- **To do**
Your answer must contain each line of the listing in which "waveform" appears, copied in full.

- **Data**
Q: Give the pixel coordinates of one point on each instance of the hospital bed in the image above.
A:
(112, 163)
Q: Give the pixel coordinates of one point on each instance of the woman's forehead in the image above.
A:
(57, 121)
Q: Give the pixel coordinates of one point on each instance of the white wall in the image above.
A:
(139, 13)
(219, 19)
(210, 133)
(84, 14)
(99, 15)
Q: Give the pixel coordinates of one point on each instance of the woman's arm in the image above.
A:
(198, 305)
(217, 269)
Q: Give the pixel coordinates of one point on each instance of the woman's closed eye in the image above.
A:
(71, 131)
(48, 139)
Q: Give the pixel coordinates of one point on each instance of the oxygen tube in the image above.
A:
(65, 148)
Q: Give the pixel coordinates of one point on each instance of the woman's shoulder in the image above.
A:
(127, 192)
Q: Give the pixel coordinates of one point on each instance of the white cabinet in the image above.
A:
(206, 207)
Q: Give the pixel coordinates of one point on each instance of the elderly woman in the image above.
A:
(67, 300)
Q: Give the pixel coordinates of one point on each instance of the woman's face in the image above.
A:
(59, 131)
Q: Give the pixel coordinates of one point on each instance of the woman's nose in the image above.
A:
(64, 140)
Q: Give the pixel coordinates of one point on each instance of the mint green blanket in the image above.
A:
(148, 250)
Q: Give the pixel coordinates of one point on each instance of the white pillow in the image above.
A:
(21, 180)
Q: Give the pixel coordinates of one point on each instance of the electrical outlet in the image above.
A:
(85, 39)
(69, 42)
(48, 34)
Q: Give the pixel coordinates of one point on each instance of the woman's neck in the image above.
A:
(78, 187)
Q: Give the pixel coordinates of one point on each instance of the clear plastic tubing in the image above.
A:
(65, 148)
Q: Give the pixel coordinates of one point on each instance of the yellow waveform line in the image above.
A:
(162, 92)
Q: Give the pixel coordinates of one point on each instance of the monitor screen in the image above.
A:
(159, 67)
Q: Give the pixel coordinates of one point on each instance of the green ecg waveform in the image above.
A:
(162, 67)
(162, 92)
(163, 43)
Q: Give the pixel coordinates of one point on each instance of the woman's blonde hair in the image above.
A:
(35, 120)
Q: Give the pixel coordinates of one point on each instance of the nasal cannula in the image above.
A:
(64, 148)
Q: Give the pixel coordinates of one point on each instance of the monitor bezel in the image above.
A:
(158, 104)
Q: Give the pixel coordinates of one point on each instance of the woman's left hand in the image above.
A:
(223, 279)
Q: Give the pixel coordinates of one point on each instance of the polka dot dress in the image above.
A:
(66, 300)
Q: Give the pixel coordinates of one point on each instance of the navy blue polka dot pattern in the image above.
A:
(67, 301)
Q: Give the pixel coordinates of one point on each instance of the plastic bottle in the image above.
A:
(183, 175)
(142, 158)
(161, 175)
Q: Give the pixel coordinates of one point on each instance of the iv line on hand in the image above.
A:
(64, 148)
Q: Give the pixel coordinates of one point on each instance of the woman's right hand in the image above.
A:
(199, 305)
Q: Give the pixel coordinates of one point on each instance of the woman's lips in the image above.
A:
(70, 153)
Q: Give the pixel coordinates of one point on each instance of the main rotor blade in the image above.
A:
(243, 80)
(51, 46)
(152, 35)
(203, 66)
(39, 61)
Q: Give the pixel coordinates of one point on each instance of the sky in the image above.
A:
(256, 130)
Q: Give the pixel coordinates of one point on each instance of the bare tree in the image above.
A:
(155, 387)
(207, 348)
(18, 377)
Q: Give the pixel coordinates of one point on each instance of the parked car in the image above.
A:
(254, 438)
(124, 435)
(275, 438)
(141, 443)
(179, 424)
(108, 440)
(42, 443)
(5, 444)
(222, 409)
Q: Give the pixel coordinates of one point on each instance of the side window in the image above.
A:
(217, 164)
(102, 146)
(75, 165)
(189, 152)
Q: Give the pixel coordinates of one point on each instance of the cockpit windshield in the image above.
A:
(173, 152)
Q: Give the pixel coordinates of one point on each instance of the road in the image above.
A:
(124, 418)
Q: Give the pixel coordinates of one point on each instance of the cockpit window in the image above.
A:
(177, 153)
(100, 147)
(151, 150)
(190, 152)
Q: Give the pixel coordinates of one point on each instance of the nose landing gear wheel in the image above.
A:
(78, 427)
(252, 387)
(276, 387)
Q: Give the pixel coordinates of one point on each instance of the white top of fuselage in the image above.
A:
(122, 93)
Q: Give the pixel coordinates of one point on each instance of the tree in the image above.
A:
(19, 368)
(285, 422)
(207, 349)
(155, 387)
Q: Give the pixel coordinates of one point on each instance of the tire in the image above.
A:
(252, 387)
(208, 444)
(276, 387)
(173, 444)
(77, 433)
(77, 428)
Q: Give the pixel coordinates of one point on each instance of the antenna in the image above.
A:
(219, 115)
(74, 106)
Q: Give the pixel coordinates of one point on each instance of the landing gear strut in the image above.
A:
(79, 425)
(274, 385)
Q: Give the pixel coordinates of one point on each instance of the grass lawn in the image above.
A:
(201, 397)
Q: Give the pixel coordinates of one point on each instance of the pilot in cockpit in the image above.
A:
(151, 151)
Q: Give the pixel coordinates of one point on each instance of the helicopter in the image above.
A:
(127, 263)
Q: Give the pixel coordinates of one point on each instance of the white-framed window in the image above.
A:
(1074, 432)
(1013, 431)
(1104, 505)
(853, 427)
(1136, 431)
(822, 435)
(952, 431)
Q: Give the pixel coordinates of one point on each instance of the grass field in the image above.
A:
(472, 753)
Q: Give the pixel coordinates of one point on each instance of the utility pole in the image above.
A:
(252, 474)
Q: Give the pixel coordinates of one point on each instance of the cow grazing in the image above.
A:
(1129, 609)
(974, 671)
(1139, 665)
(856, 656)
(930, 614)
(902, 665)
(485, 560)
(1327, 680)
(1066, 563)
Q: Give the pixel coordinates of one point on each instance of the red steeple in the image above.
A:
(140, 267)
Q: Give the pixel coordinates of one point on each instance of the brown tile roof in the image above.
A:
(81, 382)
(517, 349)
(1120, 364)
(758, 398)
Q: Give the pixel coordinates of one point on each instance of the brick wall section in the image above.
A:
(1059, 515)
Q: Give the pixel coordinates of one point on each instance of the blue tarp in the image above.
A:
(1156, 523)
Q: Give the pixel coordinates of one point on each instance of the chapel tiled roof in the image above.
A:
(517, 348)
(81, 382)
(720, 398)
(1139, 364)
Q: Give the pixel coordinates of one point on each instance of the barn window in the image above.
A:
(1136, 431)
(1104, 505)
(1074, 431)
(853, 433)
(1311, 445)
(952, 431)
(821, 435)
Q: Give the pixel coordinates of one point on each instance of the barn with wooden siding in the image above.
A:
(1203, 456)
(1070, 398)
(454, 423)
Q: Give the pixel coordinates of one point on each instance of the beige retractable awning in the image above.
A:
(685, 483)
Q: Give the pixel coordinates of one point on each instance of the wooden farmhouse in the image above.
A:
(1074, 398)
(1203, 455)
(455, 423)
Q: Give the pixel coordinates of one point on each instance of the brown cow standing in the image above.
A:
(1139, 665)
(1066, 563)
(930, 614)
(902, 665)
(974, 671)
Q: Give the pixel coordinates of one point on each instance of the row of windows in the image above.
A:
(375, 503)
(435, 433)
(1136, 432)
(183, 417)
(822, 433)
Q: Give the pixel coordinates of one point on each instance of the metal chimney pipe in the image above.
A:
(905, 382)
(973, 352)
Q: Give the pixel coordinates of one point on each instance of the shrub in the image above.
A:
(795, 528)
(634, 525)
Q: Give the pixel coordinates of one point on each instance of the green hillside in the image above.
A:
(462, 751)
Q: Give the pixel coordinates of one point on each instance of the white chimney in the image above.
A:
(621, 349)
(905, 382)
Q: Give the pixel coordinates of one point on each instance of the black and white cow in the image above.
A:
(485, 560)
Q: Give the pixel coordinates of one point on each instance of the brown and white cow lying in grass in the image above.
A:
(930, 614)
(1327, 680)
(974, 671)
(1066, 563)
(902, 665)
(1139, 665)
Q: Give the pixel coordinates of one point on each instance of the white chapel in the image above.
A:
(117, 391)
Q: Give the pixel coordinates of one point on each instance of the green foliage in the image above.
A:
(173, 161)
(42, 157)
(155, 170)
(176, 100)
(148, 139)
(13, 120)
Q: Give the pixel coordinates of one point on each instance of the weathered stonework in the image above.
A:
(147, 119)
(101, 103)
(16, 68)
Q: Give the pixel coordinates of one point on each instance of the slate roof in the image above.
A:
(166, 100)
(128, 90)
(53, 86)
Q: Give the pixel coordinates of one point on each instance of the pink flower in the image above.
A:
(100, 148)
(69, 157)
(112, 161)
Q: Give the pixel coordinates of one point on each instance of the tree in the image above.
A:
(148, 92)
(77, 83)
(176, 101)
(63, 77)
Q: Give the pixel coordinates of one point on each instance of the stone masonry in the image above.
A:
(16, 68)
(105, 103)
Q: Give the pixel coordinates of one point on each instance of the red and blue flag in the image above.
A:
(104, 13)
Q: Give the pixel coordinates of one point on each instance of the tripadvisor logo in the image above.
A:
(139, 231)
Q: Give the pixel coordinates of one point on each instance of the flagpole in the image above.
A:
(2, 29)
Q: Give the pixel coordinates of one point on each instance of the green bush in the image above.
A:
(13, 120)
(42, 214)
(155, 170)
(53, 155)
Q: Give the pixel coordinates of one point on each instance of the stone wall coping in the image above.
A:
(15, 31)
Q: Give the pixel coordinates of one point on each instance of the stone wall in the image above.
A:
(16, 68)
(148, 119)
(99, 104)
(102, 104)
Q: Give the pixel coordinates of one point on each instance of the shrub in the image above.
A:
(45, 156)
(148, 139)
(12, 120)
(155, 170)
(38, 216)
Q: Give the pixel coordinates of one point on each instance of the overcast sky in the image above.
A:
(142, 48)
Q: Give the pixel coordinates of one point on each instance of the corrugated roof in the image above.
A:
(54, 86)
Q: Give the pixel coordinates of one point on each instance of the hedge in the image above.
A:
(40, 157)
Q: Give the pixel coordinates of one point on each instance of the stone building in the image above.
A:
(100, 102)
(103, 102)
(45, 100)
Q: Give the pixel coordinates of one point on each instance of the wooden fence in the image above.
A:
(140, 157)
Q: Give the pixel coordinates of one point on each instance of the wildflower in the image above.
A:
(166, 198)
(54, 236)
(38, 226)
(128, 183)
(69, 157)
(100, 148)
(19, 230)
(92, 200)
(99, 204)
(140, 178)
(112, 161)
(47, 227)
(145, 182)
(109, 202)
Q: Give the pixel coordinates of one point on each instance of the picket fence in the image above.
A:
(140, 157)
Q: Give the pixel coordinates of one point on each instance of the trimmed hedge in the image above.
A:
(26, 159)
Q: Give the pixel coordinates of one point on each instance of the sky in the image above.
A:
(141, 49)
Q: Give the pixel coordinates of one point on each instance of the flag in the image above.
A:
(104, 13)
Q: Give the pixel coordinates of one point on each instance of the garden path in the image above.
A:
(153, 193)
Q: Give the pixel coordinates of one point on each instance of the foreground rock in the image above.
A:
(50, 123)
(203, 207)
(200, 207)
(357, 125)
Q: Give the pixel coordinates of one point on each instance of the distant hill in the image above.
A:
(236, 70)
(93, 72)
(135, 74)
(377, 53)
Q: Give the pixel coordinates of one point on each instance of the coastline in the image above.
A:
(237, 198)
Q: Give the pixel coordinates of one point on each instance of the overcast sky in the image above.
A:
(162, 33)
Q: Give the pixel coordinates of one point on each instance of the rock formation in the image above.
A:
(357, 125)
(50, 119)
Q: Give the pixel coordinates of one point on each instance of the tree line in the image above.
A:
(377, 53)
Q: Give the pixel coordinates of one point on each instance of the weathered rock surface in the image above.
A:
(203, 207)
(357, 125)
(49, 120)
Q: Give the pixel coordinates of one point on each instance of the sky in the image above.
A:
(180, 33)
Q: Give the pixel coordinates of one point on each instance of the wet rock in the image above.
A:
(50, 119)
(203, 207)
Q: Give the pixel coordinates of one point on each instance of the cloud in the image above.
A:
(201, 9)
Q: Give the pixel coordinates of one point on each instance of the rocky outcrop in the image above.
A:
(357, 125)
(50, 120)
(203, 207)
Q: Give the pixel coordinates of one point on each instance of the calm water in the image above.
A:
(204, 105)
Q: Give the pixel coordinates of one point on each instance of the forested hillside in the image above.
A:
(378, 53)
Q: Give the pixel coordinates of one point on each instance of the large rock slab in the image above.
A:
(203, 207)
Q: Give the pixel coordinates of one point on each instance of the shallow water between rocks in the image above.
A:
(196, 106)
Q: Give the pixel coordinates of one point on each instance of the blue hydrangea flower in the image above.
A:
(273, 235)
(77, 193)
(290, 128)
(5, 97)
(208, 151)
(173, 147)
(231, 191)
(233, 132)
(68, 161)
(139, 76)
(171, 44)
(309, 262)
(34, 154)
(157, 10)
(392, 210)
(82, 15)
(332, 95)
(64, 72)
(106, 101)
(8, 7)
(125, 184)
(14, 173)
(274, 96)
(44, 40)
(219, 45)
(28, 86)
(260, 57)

- **Exercise solution**
Q: Give the pixel coordinates of one point on each instance of the yellow waveform line in the image above.
Q: Give the pixel coordinates of one point on each instance of the green ecg waveform in the image above.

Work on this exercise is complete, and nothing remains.